» Directions for this task: All lines from the one with "Mark each instance of the table" to the end need to be copied exactly, with nothing before them.

» Working data:
━━━━━━━━━━━━━━━━━━━━━━━━━━━━━━
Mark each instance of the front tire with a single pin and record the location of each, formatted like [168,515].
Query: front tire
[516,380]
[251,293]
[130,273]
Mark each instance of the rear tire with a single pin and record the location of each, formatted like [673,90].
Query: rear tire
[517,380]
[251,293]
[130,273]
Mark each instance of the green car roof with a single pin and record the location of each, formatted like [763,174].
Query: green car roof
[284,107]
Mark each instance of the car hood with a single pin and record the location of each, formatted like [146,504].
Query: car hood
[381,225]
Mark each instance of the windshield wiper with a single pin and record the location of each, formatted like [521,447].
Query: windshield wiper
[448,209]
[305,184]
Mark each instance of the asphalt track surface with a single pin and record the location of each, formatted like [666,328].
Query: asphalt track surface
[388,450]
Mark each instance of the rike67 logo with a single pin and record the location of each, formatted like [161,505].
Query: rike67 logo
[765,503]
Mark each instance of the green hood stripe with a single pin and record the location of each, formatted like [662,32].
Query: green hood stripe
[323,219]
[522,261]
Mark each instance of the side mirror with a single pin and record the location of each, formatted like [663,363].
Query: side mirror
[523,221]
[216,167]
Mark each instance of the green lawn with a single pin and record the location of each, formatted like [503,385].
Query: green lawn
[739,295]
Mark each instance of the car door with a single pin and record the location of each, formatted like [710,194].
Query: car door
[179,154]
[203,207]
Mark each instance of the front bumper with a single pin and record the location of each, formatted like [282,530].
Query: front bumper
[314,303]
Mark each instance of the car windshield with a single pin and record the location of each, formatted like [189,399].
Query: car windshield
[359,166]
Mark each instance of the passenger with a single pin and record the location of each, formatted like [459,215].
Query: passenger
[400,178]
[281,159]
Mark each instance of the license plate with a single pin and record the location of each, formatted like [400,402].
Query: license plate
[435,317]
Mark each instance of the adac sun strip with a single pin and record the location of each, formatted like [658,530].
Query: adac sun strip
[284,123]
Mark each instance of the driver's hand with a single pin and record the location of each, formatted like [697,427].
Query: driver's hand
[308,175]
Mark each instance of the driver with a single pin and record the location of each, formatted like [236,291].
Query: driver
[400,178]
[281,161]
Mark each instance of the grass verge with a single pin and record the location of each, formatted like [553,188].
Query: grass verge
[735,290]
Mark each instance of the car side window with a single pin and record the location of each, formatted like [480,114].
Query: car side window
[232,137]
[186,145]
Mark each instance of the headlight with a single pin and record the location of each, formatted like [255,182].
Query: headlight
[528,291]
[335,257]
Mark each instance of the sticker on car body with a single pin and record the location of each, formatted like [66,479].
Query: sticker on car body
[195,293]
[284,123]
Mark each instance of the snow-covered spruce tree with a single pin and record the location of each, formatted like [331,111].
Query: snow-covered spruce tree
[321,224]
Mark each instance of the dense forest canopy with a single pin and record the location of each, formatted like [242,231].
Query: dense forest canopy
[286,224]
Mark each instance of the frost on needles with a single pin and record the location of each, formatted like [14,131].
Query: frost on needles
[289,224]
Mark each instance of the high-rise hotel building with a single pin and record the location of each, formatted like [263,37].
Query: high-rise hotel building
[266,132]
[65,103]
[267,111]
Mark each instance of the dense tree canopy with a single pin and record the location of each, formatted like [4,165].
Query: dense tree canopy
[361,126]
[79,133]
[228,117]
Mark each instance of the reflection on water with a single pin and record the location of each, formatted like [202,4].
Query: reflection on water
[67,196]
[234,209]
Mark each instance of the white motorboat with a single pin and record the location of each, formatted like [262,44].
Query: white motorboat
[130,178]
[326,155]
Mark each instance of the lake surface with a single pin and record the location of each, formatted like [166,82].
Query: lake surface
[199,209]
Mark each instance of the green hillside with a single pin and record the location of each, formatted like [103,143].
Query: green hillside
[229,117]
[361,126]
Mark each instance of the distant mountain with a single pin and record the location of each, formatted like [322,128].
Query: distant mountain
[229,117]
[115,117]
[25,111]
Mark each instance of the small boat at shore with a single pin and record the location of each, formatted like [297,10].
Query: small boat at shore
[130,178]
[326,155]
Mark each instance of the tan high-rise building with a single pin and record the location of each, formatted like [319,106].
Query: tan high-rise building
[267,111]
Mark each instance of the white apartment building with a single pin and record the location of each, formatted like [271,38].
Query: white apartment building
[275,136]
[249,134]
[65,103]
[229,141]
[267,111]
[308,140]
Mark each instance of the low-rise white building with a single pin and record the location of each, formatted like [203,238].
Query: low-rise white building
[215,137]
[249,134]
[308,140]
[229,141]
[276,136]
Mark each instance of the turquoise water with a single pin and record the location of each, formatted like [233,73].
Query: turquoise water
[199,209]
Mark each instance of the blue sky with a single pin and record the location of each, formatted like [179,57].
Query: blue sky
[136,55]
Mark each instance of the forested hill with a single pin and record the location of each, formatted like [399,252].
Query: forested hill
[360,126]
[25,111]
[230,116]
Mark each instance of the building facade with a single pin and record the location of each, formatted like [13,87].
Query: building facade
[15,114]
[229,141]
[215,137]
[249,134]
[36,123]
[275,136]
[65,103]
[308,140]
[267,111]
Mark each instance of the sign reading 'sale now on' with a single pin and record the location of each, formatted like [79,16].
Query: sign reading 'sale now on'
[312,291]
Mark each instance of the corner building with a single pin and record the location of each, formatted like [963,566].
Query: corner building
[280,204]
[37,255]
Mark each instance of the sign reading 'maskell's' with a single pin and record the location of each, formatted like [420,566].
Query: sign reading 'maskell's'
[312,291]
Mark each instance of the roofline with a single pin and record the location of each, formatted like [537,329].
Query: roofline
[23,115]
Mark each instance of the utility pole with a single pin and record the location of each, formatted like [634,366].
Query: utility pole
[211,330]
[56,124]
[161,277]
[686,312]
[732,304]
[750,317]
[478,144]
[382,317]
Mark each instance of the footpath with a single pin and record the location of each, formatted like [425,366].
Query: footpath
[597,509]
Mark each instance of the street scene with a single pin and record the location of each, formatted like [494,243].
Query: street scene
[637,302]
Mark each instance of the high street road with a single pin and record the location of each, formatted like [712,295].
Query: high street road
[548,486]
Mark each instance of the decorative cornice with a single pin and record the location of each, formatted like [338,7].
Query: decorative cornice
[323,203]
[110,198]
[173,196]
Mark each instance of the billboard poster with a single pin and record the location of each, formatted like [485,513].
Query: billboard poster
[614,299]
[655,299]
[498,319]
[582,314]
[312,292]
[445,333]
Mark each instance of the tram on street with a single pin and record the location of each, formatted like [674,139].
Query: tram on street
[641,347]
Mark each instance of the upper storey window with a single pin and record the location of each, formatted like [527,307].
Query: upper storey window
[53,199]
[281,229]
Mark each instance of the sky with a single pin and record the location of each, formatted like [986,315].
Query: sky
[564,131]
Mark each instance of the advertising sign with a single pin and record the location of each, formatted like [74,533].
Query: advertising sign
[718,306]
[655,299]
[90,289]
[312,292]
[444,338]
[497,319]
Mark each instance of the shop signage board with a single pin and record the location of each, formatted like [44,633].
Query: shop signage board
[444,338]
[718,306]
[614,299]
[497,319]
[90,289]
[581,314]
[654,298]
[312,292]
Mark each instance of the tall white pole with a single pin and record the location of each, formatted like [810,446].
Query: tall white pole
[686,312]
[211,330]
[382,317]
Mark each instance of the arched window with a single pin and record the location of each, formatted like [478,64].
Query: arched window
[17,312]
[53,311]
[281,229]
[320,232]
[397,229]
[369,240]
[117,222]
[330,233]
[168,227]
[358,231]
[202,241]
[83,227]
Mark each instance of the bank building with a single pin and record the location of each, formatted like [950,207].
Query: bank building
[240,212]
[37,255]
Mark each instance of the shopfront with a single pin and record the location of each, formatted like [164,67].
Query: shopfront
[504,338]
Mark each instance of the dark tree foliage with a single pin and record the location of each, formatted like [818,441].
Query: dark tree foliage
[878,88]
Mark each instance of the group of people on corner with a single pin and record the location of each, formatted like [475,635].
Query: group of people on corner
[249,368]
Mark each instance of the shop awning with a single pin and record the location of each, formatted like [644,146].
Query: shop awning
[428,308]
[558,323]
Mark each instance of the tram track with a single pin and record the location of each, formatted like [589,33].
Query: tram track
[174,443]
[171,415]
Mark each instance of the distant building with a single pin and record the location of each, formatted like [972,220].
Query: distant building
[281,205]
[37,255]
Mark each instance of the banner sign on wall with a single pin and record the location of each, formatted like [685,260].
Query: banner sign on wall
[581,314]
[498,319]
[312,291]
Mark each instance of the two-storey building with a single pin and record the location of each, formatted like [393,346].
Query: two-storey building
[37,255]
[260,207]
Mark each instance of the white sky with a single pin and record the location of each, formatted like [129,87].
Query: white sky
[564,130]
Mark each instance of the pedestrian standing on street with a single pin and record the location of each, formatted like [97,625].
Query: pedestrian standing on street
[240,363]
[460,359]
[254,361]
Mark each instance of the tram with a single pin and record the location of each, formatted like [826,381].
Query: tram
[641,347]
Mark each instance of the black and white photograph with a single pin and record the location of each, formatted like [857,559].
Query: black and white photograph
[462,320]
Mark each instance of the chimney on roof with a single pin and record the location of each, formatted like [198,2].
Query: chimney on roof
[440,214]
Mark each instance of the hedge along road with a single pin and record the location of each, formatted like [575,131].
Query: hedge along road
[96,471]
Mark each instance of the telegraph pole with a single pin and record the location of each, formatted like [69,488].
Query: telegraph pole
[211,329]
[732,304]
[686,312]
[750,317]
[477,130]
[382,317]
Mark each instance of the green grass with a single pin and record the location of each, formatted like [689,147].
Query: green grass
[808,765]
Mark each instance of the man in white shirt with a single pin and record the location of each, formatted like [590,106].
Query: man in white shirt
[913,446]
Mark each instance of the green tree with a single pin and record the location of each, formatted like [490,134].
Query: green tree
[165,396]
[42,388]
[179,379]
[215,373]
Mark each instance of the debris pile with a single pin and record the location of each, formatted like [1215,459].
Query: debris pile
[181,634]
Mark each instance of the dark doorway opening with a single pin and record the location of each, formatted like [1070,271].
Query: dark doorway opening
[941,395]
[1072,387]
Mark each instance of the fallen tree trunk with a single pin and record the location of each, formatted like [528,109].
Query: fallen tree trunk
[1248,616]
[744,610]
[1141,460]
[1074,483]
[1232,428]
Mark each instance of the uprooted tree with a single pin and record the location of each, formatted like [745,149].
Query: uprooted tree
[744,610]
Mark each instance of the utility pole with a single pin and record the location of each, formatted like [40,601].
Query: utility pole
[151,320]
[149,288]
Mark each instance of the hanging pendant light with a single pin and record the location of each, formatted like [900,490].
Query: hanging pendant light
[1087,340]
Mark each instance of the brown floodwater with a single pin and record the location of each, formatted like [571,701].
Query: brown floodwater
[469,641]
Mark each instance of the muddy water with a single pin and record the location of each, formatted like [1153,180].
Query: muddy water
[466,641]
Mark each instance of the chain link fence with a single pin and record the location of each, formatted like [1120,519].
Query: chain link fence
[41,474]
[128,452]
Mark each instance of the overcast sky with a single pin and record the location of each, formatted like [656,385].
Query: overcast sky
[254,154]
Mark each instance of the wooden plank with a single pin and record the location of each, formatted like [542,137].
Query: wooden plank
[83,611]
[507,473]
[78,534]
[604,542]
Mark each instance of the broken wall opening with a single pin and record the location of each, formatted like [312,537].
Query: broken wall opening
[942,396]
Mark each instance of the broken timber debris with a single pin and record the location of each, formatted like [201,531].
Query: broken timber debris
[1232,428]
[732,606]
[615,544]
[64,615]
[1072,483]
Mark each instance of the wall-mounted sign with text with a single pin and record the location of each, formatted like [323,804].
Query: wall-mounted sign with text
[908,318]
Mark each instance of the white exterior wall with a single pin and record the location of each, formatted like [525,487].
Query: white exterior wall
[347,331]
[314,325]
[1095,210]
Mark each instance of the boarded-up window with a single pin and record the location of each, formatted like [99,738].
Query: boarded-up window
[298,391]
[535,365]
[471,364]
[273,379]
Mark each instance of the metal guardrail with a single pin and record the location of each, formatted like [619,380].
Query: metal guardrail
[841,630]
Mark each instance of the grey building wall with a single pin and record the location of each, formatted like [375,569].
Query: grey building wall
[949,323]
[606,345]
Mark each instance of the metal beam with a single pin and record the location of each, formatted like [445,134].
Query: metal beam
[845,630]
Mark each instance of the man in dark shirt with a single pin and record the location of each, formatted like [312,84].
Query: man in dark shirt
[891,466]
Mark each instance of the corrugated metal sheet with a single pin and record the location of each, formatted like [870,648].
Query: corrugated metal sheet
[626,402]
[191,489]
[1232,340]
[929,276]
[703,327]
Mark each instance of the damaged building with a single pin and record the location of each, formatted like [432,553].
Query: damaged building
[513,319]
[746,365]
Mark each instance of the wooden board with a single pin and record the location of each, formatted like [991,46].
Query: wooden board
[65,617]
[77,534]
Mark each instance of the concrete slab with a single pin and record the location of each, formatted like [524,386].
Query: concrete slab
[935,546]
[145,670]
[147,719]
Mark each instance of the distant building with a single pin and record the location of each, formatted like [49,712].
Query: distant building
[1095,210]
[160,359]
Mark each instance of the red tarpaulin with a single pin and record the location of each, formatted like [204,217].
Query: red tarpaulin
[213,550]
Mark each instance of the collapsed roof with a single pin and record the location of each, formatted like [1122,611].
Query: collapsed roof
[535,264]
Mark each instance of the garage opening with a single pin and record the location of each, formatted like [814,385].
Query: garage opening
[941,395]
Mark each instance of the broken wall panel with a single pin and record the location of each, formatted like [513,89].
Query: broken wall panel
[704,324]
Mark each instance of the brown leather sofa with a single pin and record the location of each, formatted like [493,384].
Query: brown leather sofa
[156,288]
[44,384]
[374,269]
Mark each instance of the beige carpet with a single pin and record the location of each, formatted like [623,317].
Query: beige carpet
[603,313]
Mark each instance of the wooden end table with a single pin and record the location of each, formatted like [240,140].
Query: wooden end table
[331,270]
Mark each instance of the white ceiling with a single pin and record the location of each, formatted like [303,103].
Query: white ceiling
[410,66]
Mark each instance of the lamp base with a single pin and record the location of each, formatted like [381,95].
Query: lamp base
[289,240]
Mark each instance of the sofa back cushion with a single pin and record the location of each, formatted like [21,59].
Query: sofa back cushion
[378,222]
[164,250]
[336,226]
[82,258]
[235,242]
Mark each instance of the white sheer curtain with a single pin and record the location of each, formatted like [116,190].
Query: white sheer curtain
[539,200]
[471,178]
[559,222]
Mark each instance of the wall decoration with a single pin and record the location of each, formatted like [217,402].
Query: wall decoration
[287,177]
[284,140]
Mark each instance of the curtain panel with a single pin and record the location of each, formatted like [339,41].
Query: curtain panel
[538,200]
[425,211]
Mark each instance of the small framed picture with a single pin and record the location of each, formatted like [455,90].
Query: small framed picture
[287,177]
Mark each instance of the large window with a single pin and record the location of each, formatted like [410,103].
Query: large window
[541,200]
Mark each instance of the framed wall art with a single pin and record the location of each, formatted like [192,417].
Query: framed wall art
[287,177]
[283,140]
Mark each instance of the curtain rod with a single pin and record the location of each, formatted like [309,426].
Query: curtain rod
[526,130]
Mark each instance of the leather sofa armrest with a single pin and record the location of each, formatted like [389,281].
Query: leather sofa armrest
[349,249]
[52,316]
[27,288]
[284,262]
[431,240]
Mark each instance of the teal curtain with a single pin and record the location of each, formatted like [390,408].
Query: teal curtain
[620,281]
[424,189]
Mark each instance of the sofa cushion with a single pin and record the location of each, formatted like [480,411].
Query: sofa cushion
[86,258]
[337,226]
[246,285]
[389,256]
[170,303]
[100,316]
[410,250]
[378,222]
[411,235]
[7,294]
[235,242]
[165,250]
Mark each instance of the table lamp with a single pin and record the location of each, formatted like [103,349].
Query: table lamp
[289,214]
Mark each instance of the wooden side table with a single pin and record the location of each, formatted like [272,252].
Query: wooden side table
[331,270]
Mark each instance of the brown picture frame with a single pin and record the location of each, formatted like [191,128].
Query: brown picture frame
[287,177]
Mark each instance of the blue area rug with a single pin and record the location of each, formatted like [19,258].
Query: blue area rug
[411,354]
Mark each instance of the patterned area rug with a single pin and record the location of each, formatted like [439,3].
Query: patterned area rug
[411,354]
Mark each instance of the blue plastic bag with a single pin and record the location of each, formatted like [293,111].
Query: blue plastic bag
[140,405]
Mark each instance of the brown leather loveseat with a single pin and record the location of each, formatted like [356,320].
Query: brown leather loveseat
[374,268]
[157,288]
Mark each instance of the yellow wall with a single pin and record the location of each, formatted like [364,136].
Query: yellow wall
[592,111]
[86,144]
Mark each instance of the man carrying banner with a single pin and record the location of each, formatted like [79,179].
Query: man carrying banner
━━━━━━━━━━━━━━━━━━━━━━━━━━━━━━
» Solution to this exercise:
Mark each instance of the table lamp with a single pin and record the location of each, formatted like [103,349].
Query: table lamp
[289,214]
Mark each instance of the wooden side table with a single pin and record the location of each, formatted like [272,252].
Query: wooden side table
[331,270]
Mark each instance of the brown picture frame with a single pin and record the location of each, formatted like [191,128].
Query: brown picture frame
[287,177]
Mark each instance of the blue area rug with a single pin and record the location of each, formatted like [19,258].
Query: blue area rug
[411,354]
Mark each instance of the patterned area rug with a single pin and record the location of each, formatted like [439,3].
Query: patterned area rug
[411,354]
Mark each instance of the blue plastic bag with a single pin and record the location of each, formatted like [293,111].
Query: blue plastic bag
[140,405]
Mark each instance of the brown leather loveseat with a single pin and record the location of each, formatted like [356,320].
Query: brown leather loveseat
[374,268]
[157,288]
Mark each instance of the yellow wall with a single pin and record the location of each, formatted like [364,136].
Query: yellow wall
[592,111]
[86,144]
Mark each instance of the man carrying banner with a single pin and record the location of each, formatted like [79,179].
Query: man carrying banner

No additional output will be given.